** Begin Task data **

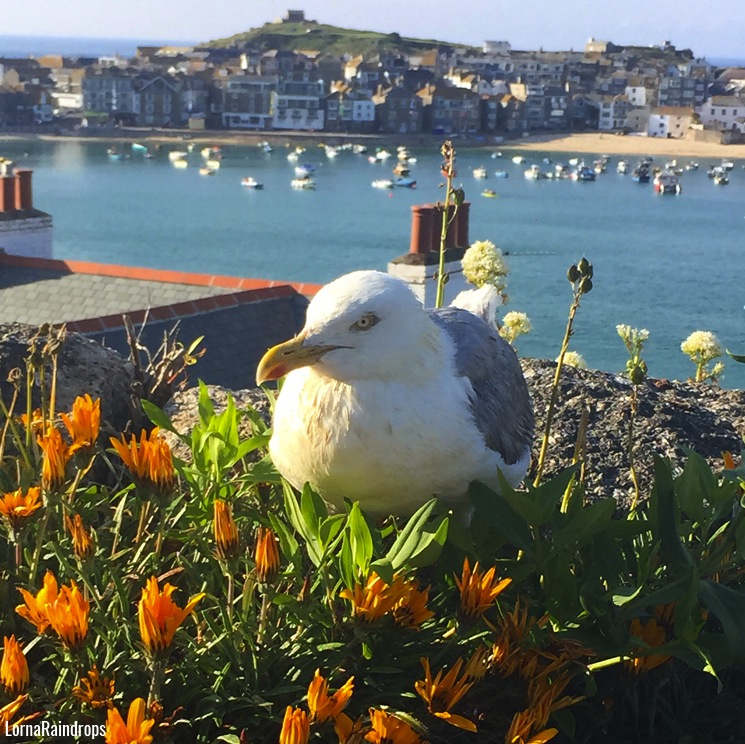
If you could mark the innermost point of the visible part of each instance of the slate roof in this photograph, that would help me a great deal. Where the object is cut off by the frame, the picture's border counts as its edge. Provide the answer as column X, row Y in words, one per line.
column 238, row 318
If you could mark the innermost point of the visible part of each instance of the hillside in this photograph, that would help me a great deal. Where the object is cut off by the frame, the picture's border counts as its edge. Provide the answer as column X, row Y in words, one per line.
column 323, row 38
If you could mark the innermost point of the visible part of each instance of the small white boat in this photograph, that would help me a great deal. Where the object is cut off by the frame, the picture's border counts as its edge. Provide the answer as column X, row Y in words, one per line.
column 534, row 173
column 304, row 170
column 305, row 182
column 666, row 182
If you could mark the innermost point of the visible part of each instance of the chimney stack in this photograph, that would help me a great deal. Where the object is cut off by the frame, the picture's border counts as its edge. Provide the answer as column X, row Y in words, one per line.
column 23, row 194
column 7, row 193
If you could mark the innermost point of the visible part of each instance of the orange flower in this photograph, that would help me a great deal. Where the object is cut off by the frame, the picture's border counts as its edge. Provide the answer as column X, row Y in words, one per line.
column 478, row 591
column 149, row 460
column 68, row 616
column 17, row 507
column 444, row 692
column 135, row 731
column 323, row 706
column 521, row 727
column 226, row 531
column 266, row 555
column 35, row 424
column 82, row 543
column 95, row 690
column 56, row 456
column 376, row 598
column 35, row 608
column 7, row 712
column 387, row 729
column 412, row 610
column 83, row 423
column 295, row 727
column 14, row 668
column 160, row 616
column 653, row 635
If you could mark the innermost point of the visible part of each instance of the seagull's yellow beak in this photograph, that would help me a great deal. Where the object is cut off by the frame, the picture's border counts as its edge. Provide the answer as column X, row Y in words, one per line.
column 283, row 358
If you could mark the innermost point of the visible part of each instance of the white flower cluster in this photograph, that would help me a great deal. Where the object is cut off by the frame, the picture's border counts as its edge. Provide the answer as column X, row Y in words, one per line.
column 515, row 324
column 483, row 263
column 634, row 338
column 702, row 345
column 574, row 359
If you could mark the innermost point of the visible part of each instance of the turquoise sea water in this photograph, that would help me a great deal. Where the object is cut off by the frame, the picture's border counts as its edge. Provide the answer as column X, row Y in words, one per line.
column 670, row 264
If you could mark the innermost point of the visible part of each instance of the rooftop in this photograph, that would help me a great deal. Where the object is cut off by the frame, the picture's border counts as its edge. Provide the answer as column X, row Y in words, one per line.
column 238, row 318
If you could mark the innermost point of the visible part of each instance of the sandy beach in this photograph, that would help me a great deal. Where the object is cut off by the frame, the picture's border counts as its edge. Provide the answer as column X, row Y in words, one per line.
column 585, row 142
column 595, row 142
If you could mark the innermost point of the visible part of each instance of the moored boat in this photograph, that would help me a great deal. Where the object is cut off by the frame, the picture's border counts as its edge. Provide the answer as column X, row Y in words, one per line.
column 305, row 182
column 666, row 182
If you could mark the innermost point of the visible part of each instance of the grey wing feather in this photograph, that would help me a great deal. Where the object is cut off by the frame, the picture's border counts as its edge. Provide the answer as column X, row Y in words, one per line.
column 500, row 402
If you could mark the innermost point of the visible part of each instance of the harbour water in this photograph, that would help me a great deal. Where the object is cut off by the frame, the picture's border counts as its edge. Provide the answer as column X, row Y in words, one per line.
column 671, row 264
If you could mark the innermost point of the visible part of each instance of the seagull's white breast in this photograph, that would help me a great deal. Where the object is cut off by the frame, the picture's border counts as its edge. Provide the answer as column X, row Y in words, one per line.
column 390, row 445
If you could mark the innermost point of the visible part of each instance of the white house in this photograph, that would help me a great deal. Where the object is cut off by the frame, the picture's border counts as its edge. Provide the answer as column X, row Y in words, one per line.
column 723, row 112
column 669, row 121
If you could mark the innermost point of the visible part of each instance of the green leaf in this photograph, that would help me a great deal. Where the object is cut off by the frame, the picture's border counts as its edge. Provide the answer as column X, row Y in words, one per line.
column 384, row 568
column 494, row 509
column 667, row 516
column 729, row 607
column 229, row 738
column 407, row 540
column 360, row 539
column 584, row 524
column 297, row 520
column 430, row 546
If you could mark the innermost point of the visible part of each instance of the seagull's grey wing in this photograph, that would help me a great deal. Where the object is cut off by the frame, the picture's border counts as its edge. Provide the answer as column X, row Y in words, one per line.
column 500, row 401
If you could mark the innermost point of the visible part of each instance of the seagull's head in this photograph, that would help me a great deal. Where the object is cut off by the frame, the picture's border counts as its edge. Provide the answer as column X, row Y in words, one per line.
column 363, row 325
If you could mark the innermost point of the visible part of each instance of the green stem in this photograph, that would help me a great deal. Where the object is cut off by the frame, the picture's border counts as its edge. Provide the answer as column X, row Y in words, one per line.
column 40, row 535
column 630, row 446
column 156, row 681
column 555, row 388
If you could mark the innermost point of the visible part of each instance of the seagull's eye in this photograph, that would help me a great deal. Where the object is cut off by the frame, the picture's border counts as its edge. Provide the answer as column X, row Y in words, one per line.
column 367, row 321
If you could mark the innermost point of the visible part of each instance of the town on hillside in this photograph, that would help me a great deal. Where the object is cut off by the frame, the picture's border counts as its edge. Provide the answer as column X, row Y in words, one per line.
column 485, row 93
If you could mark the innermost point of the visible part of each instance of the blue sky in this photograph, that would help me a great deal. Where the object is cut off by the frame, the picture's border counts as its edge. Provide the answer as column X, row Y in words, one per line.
column 715, row 28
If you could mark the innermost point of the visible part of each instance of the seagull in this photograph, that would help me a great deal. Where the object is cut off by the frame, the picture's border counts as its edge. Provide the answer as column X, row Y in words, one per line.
column 389, row 404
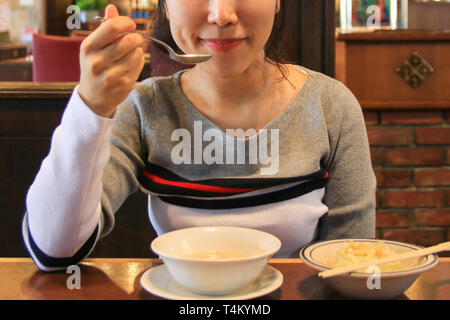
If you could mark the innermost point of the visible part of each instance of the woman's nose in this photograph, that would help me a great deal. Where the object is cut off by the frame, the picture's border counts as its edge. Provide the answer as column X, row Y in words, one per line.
column 222, row 12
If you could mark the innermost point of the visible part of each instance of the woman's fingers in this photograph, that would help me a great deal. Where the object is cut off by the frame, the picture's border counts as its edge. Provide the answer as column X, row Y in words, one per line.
column 111, row 11
column 107, row 33
column 122, row 46
column 129, row 66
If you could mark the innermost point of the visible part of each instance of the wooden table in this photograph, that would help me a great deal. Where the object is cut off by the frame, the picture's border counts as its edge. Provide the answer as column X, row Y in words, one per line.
column 21, row 69
column 119, row 279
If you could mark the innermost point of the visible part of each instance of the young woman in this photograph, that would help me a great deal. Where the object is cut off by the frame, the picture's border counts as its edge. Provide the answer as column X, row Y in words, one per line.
column 299, row 167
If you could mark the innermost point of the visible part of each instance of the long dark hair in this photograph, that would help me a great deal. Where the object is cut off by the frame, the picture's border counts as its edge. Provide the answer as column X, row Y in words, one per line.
column 277, row 49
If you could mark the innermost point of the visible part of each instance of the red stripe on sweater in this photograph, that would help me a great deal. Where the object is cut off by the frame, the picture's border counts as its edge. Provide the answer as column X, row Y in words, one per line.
column 194, row 186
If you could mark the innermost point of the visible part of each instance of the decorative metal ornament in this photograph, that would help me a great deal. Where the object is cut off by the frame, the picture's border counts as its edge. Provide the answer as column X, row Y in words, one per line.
column 415, row 70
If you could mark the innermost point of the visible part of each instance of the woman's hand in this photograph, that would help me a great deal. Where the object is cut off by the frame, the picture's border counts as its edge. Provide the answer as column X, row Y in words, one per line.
column 110, row 64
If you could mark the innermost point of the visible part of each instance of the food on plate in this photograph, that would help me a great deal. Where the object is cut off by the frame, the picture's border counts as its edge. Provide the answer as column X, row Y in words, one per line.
column 358, row 252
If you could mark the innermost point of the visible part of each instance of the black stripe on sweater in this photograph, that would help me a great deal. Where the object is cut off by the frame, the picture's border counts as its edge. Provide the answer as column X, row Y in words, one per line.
column 257, row 200
column 52, row 262
column 238, row 183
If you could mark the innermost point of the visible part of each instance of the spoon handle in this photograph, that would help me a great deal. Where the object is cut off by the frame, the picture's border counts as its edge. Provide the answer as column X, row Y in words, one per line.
column 412, row 254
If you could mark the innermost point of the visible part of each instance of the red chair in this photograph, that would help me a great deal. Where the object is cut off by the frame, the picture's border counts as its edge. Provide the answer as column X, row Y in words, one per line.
column 56, row 58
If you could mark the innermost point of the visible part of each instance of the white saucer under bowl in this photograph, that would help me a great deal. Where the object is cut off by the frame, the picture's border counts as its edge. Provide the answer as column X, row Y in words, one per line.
column 159, row 282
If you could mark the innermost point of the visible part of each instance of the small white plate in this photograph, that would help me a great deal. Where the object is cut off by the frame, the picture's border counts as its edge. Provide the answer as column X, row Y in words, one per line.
column 159, row 282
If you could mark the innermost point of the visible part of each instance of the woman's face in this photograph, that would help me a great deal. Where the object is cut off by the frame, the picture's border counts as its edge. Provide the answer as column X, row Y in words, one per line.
column 233, row 31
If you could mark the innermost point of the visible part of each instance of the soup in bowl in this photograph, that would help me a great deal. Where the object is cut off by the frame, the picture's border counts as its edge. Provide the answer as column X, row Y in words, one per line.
column 215, row 260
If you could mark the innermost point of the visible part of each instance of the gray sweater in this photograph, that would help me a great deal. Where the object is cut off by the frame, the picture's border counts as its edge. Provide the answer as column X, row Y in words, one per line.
column 305, row 176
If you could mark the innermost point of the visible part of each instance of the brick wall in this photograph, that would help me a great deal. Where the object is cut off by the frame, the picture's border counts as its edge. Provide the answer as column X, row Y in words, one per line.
column 411, row 158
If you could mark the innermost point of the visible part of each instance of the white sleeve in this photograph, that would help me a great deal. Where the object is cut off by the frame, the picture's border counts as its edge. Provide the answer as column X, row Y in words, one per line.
column 64, row 217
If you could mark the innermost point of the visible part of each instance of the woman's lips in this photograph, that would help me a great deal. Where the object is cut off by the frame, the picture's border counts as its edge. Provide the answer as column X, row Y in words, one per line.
column 222, row 44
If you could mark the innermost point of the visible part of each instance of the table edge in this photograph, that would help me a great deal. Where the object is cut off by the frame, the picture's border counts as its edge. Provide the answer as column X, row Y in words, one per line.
column 154, row 260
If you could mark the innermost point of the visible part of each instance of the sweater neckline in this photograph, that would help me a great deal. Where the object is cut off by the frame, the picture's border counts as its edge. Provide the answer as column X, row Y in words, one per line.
column 272, row 123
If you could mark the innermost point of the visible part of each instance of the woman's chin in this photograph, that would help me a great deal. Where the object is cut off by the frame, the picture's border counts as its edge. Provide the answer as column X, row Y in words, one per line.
column 224, row 69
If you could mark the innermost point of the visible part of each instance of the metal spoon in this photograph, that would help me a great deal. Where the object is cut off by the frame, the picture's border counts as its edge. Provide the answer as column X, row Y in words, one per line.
column 191, row 58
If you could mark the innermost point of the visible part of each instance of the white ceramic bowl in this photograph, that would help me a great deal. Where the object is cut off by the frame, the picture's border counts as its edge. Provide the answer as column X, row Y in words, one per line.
column 321, row 255
column 219, row 276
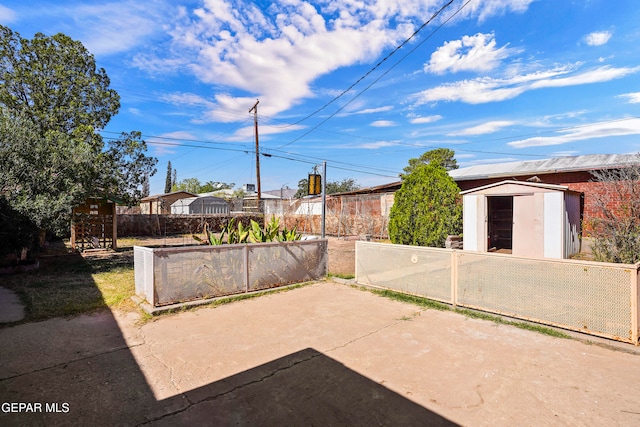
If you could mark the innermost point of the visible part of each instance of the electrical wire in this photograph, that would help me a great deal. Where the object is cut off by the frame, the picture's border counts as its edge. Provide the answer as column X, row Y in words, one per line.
column 385, row 73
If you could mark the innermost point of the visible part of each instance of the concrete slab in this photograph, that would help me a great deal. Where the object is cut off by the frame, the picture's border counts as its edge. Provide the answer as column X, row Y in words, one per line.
column 11, row 309
column 324, row 354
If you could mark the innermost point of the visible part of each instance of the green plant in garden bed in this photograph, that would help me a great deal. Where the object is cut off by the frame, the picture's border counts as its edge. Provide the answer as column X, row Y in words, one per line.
column 232, row 233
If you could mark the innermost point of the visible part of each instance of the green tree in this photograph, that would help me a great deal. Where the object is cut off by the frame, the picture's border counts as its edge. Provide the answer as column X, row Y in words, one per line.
column 54, row 102
column 193, row 185
column 41, row 177
column 54, row 83
column 616, row 229
column 126, row 166
column 441, row 156
column 333, row 187
column 426, row 209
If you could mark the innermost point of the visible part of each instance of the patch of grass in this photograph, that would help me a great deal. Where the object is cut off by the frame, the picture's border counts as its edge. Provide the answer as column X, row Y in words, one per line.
column 430, row 304
column 345, row 276
column 70, row 285
column 411, row 299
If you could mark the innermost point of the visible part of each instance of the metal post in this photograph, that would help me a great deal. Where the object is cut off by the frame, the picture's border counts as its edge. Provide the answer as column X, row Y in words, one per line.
column 255, row 123
column 324, row 196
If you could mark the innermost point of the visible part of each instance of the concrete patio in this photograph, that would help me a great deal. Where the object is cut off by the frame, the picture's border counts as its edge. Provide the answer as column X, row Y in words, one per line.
column 323, row 354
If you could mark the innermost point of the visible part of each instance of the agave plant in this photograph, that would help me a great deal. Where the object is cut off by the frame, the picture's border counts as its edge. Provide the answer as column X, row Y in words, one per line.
column 288, row 235
column 238, row 234
column 268, row 234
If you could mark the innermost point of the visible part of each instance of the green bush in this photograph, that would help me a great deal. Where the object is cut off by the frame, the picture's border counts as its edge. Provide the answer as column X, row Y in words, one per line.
column 426, row 209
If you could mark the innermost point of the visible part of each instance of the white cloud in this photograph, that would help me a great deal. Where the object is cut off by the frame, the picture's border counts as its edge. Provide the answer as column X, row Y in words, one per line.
column 166, row 143
column 485, row 128
column 597, row 130
column 426, row 119
column 471, row 53
column 486, row 89
column 247, row 133
column 383, row 123
column 7, row 15
column 484, row 9
column 274, row 52
column 633, row 97
column 597, row 38
column 375, row 110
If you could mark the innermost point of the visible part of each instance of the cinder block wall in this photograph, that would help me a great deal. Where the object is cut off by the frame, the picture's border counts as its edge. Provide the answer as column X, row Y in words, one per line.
column 161, row 225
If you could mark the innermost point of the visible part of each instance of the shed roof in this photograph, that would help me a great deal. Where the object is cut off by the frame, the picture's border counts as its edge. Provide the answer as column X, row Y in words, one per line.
column 551, row 187
column 205, row 199
column 161, row 196
column 554, row 165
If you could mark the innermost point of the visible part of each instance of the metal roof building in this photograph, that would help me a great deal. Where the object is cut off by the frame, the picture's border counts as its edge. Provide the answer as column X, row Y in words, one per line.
column 200, row 205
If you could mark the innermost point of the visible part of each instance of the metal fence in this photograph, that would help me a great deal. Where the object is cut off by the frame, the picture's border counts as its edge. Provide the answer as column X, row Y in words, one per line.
column 595, row 298
column 171, row 275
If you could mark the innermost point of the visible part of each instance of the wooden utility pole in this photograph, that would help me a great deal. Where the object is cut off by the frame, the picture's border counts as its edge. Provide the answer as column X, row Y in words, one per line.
column 255, row 123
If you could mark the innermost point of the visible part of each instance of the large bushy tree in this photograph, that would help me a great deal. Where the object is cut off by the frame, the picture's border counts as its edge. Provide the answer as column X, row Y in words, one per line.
column 426, row 209
column 616, row 229
column 54, row 101
column 444, row 157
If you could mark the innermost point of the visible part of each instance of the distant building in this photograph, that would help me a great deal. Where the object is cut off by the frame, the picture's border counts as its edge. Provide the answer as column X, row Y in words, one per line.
column 161, row 203
column 200, row 205
column 573, row 172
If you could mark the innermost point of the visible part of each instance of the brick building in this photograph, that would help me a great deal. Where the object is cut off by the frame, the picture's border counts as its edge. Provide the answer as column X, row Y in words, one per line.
column 573, row 172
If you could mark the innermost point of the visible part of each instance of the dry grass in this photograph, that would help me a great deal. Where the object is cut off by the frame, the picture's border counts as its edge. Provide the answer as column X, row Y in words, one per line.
column 71, row 284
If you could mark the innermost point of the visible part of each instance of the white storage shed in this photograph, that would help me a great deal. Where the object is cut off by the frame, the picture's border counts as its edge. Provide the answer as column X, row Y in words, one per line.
column 200, row 205
column 522, row 218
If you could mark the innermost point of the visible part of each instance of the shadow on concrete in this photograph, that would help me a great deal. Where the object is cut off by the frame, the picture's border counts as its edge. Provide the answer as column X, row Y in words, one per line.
column 303, row 388
column 81, row 371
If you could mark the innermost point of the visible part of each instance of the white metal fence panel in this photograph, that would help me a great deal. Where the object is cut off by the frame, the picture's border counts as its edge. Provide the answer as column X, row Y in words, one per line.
column 412, row 269
column 575, row 295
column 281, row 264
column 596, row 298
column 143, row 271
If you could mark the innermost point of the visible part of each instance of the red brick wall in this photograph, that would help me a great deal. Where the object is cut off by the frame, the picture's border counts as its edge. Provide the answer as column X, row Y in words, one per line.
column 576, row 181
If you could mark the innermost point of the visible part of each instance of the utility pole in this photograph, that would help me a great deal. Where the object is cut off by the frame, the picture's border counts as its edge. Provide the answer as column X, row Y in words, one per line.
column 255, row 124
column 324, row 196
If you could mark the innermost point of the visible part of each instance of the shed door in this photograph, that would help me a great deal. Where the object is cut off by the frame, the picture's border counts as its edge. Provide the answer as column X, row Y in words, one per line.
column 500, row 223
column 528, row 227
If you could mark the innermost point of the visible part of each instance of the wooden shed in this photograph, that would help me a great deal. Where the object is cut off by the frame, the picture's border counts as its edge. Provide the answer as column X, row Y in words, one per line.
column 523, row 218
column 94, row 224
column 200, row 205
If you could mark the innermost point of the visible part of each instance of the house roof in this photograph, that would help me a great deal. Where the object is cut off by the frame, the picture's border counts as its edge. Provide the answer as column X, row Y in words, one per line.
column 161, row 196
column 205, row 199
column 554, row 165
column 287, row 193
column 384, row 188
column 552, row 187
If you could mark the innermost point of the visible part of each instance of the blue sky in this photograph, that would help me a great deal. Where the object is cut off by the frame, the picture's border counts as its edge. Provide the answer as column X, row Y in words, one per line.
column 494, row 80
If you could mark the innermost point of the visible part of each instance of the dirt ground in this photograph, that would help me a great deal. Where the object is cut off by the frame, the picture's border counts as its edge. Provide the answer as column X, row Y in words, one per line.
column 342, row 251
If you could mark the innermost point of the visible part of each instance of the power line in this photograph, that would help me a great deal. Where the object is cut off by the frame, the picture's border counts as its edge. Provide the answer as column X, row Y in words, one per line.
column 375, row 67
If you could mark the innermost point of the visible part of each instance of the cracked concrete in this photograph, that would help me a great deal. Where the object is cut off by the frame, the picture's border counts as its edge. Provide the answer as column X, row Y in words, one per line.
column 323, row 354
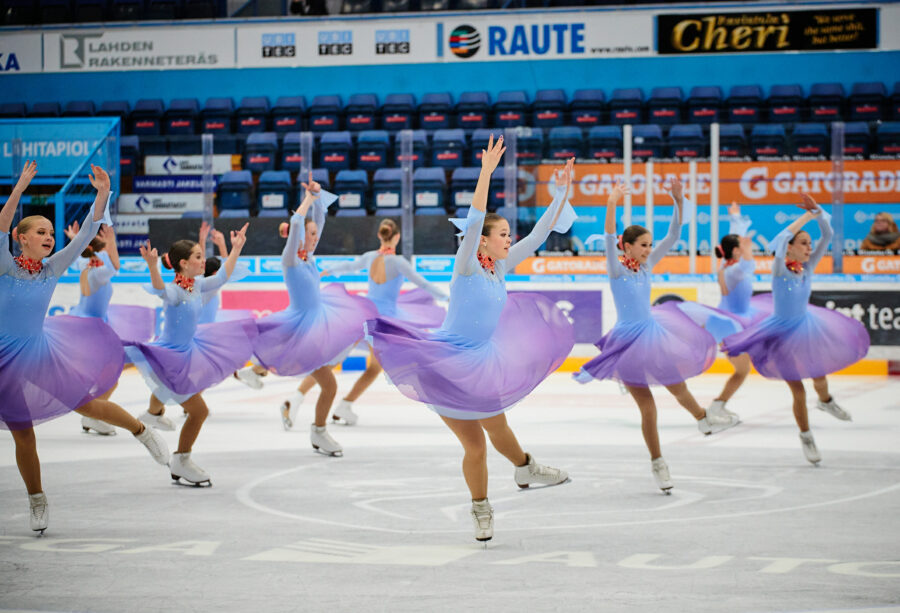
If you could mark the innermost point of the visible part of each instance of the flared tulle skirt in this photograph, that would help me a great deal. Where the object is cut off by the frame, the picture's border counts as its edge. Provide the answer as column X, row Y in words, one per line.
column 175, row 373
column 297, row 342
column 664, row 349
column 819, row 343
column 73, row 361
column 463, row 379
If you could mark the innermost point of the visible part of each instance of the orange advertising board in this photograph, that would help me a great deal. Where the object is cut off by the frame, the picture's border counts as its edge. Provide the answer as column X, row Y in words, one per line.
column 865, row 181
column 680, row 264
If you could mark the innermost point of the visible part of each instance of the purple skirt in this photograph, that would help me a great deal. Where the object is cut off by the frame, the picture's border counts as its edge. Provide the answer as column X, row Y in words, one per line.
column 73, row 361
column 665, row 349
column 297, row 342
column 417, row 308
column 453, row 374
column 132, row 324
column 819, row 343
column 175, row 373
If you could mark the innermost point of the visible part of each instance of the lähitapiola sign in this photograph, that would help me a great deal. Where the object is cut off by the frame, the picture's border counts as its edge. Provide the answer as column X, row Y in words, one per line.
column 745, row 32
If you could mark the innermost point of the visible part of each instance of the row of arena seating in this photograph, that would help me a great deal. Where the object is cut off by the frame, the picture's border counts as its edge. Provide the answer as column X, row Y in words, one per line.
column 274, row 194
column 746, row 104
column 375, row 149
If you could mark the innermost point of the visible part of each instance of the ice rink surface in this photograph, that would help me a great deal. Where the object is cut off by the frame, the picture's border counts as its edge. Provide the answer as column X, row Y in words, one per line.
column 750, row 525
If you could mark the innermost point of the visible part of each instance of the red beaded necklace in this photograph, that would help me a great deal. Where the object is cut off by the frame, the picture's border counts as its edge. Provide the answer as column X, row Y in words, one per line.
column 31, row 266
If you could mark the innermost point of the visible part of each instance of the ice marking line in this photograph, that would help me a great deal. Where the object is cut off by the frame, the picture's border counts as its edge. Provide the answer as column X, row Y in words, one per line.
column 244, row 495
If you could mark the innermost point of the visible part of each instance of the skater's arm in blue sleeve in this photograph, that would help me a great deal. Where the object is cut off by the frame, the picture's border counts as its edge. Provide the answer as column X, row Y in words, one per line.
column 406, row 269
column 824, row 221
column 663, row 246
column 294, row 242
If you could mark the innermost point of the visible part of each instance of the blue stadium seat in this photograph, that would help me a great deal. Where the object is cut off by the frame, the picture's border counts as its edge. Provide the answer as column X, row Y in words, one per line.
column 856, row 138
column 146, row 117
column 398, row 111
column 386, row 188
column 686, row 141
column 732, row 140
column 12, row 110
column 352, row 188
column 325, row 113
column 626, row 106
column 87, row 11
column 429, row 191
column 825, row 101
column 290, row 152
column 335, row 150
column 448, row 148
column 126, row 10
column 480, row 139
column 436, row 111
column 44, row 109
column 360, row 112
column 181, row 116
column 605, row 142
column 867, row 101
column 472, row 110
column 529, row 146
column 648, row 141
column 261, row 151
column 704, row 105
column 372, row 149
column 784, row 103
column 129, row 155
column 287, row 114
column 462, row 186
column 810, row 139
column 79, row 108
column 273, row 193
column 217, row 116
column 511, row 109
column 767, row 140
column 251, row 115
column 420, row 149
column 235, row 191
column 664, row 107
column 116, row 108
column 586, row 108
column 549, row 108
column 565, row 142
column 887, row 138
column 744, row 104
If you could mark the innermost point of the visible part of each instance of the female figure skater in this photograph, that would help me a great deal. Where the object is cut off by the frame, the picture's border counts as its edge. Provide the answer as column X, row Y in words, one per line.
column 50, row 366
column 100, row 263
column 318, row 328
column 387, row 271
column 185, row 359
column 800, row 341
column 491, row 350
column 659, row 346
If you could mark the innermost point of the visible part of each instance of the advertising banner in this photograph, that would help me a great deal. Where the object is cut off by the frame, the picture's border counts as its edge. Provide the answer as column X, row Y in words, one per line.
column 156, row 204
column 123, row 49
column 779, row 30
column 879, row 311
column 20, row 53
column 184, row 164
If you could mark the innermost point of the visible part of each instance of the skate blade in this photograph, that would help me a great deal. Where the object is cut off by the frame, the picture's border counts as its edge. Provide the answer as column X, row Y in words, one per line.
column 331, row 454
column 544, row 486
column 185, row 483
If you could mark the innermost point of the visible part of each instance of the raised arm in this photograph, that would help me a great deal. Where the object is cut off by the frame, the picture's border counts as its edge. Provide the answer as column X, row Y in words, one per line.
column 662, row 247
column 547, row 223
column 406, row 269
column 614, row 267
column 8, row 212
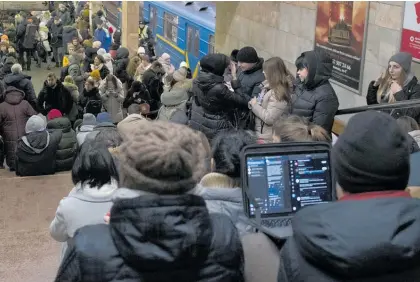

** End Task data **

_Problem to work on:_ Output the stretch from the line containing "of the black" through the line containing "column 56, row 58" as a Markdown table with two columns, n for the running number and Line for the line itself, skipping any blank lines.

_Solution to this task:_
| n | Line |
|---|---|
| 1 | If you could mark the innermost point of the visible part of each instance of the black stripe on sweater in this photograph, that would help me a great deal. Where the object is cut off by the frame, the picture's border counts as its edge. Provide the answer as column X, row Y in words, one per line. |
| 2 | column 257, row 200 |
| 3 | column 52, row 262 |
| 4 | column 238, row 183 |
| 5 | If you could mark the innermost point of the visible part of each instance of the spoon handle in this photograph, that would help me a great deal. Where the object is cut off by the frame, the picture's border counts as its edge. Provide the answer as column X, row Y in words, one per line. |
| 6 | column 412, row 254 |
| 7 | If you could mark the innermost point of the visible part of each instance of the red chair in this photograph, that would help me a great deal. Where the object is cut off by the frame, the picture's border counts as its edge. Provide the answer as column X, row Y in words, one per line. |
| 8 | column 56, row 58 |